### SELECTED EXCERPT

1. Technical Field
The invention is useful in Code Division Multiple Access communications systems employing orthogonal codes.
2. Related Art and Other Considerations
The term Code Division Multiple Access (CDMA) refers to a method by which multiple transmitting stations (e.g., mobile phones) can communicate their independent data streams to a common receiver (e.g., a cellular base station receiver). The communication of multiple data streams from a common transmitter (i.e., a cellular base station) to a plurality of receivers (i.e., different mobile phones) by Code Division is perhaps more properly referred to as Code Division Multiplex. However, for sake of simplicity the two terms Code Division Multiple Access and Code Division Multiplex will herein be regarded as equivalent. Thus CDMA will be used as a term of description for both the uplink and the downlink, even though the downlink may be more accurately described as Code Division Multiplex (CDM).
The use of orthogonal Walsh codes in communications systems is well known. The Code Division Multiple Access system known as IS59 uses Walsh codes of length 64 to scramble signals transmitted by a cellular base station to different mobile stations, the orthogonality of the codes reducing interference between signals intended for different mobiles. The IS95 return link uses all 64, length-64 Walsh codes in every mobile station to encode 6-bit data blocks, the different mobile transmissions being rendered unlike by the use of different scrambling sequences. This return link or uplink use of the Walsh codes does not attempt to make different signals orthogonal, but rather is a form of error correction coding called (64,6) orthogonal block encoding. See, for example, Garg, Vijay K. et al., Applications of CDMA in Wireless/Personal Communications, Prentice Hall (1997), which is incorporated herein by reference.
The wideband CDMA cellular system known as UMPTS also uses orthogonal Walsh codes to discriminate between different base-to-mobile links. In this case, the orthogonal codes are not of a fixed length, but depend on the datarate of a particular link. Nevertheless, signals of different code length and datarate remain nominally orthogonal to each other.
For example, consider two Walsh codes of length 16, the first code being 1111111100000000 and the second code being 1100110000110011. The first code may be used to spread a first signal by multiplying each symbol to be transmitted by the code and transmitting the resulting sixteen chips. The second code may be used to spread a different datastream. The two spread signals are nominally orthogonal as the first code and the second code differ in as many chip positions as they agree, resulting in zero correlation.
However, the second code is also orthogonal to the first code even if only the first or last eight chips of it are considered, as within the first eight chips the second code agrees and disagrees with the first code's first eight chips in half the chip positions. The same is true for the second eight chips. Therefore a first data symbol may be spread using the first eight chips and a second data symbol may be spread with the second eight chips while retaining orthogonality with the first code. This process of subdivision may continue, as the first four chips of the second code are also orthogonal to the first four chips of the first code. The subdivision to two chip codes however, in the particular example of the two codes mentioned in the preceding paragraph, does not retain orthogonality. However, another Walsh code, 0101010101010101 can be fractured down to length two chip codes while retaining orthogonality with the first code. Codes which can be fractured into shorter codes are called variable length orthogonal codes.

### WHAT YOU NEED TO DO
**A.** Rewrite the stretch of the CDMA passage from "2. Related Art" through "Division Multiplex (CDM).", swapping "mobile phones" for "handsets".
**B.** Translate this sentence from the CDMA passage into Spanish: "The use of orthogonal Walsh codes in communications systems is well known."
**C.** According to the CDMA passage, what are codes that can be fractured into shorter codes called?

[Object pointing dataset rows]
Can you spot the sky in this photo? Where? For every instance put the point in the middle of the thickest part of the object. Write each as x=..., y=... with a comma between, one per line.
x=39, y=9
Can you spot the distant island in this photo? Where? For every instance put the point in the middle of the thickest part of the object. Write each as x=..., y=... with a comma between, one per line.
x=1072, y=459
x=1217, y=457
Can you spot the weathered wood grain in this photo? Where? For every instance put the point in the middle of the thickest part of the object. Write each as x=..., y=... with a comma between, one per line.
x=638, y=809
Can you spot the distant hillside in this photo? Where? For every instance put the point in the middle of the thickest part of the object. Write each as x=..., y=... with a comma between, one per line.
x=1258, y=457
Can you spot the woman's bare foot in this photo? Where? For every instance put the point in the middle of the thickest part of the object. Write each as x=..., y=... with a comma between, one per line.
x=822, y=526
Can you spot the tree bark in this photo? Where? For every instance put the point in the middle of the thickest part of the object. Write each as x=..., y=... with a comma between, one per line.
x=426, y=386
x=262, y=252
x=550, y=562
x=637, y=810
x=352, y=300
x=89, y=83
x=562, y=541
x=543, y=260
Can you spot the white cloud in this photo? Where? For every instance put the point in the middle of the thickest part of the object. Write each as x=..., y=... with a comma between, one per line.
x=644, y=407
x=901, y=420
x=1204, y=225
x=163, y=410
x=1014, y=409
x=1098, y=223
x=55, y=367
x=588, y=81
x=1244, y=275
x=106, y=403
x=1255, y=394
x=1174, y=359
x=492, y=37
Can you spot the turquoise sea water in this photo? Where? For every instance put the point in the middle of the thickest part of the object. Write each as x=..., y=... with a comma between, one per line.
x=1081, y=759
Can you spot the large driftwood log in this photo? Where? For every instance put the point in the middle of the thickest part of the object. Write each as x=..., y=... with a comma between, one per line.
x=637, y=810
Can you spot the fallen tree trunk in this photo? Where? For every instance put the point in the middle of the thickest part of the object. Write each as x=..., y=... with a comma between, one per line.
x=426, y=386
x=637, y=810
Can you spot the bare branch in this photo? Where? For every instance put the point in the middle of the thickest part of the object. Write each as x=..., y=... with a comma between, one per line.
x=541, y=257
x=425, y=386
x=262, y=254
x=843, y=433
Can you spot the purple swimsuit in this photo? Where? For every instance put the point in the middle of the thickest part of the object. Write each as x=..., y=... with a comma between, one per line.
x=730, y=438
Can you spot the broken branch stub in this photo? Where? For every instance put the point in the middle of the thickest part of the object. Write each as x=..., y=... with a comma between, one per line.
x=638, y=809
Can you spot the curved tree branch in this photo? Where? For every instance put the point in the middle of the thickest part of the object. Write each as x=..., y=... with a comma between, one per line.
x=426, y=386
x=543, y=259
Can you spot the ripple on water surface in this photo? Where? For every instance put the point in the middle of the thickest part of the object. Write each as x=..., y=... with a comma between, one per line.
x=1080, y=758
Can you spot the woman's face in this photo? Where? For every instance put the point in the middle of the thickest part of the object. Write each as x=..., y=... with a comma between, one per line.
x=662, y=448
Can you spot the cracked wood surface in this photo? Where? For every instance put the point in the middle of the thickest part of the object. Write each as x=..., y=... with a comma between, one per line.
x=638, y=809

### ANSWERS PROVIDED
**A.**
2. Related Art and Other Considerations
The term Code Division Multiple Access (CDMA) refers to a method by which multiple transmitting stations (e.g., handsets) can communicate their independent data streams to a common receiver (e.g., a cellular base station receiver). The communication of multiple data streams from a common transmitter (i.e., a cellular base station) to a plurality of receivers (i.e., different handsets) by Code Division is perhaps more properly referred to as Code Division Multiplex. However, for sake of simplicity the two terms Code Division Multiple Access and Code Division Multiplex will herein be regarded as equivalent. Thus CDMA will be used as a term of description for both the uplink and the downlink, even though the downlink may be more accurately described as Code Division Multiplex (CDM).

**B.** El uso de códigos Walsh ortogonales en los sistemas de comunicaciones es bien conocido.

**C.** Variable length orthogonal codes.